Transcribe word for word the lines spanning the line with "I would be grateful if you could mark the tree" through the end of the records.

* Start *

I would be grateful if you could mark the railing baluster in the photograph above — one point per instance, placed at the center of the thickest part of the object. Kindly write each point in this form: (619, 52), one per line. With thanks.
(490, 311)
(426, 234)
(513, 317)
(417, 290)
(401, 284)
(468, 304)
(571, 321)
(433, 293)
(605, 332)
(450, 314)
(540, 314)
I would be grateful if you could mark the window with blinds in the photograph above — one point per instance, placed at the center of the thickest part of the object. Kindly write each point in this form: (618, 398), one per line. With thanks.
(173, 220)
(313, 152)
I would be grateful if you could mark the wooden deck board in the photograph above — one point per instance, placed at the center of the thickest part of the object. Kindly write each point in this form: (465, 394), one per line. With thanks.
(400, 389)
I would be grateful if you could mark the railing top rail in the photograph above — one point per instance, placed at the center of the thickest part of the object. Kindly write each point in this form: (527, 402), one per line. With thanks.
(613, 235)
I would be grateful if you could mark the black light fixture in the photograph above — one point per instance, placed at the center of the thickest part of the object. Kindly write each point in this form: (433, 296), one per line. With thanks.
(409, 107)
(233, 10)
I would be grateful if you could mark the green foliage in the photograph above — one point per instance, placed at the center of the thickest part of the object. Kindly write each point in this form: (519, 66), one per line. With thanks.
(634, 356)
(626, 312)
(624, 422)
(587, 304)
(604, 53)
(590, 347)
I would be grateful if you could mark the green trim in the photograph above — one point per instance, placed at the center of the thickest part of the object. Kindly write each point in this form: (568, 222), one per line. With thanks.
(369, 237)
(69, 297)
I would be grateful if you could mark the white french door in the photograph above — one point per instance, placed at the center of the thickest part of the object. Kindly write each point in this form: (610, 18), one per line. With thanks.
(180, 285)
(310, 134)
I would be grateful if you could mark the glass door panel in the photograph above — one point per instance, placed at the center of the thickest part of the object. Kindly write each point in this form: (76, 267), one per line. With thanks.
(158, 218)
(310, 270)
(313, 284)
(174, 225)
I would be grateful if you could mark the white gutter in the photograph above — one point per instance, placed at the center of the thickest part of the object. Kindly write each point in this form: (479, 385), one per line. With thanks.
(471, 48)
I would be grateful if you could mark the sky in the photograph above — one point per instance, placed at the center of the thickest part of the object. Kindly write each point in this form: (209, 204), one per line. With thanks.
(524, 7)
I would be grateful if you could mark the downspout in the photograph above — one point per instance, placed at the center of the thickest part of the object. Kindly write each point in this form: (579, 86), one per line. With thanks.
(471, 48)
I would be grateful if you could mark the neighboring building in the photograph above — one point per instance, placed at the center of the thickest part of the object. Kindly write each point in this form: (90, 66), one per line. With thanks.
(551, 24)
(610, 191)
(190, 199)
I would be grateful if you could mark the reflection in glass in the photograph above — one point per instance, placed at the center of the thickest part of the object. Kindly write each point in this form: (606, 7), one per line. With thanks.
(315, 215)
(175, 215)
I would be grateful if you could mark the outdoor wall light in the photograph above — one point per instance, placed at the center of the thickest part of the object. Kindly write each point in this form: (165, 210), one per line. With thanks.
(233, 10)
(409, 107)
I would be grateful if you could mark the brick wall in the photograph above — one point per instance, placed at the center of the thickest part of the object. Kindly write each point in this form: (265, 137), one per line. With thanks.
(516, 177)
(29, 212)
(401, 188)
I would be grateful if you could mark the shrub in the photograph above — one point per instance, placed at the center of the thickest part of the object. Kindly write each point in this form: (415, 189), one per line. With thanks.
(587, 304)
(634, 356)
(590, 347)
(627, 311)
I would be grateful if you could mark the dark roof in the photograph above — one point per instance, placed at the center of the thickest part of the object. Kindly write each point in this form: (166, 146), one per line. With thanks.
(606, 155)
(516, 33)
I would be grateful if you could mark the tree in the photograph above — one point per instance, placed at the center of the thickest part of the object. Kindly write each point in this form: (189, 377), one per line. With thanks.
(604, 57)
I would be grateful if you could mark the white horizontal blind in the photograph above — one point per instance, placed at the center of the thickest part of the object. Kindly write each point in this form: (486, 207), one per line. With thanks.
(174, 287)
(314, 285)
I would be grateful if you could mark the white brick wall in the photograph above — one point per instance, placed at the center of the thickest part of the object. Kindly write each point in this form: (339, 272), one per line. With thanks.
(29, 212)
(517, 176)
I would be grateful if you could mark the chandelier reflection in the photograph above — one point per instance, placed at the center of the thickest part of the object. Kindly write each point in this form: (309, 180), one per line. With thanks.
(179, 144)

* End *

Completed exercise:
I would be grateful if you could mark the tree in the photograph above — one point per instance, placed at the center of the thickest part of the object. Kindly write each point in this form: (189, 377), one per line. With thanks.
(604, 57)
I would be grateful if you could mark the white horizontal blind in the photograph above — one point per instance, placed at the center of the thickest part of the object. Kindly write each point in this form: (486, 207), one per line. With thanks.
(174, 287)
(314, 285)
I would be grateful if you could mark the white brick wall in the photograph above — one point per instance, placed at the center of the thickest part of the object. Kindly write each point in this form: (339, 272), one per line. With thanks.
(29, 212)
(517, 176)
I would be grateful if you could mark the chandelier reflection in the photograph above — one point per instance, placed at the center of the thickest part of the object. Kindly write each point in this form: (309, 180), one per line. With thanks.
(179, 144)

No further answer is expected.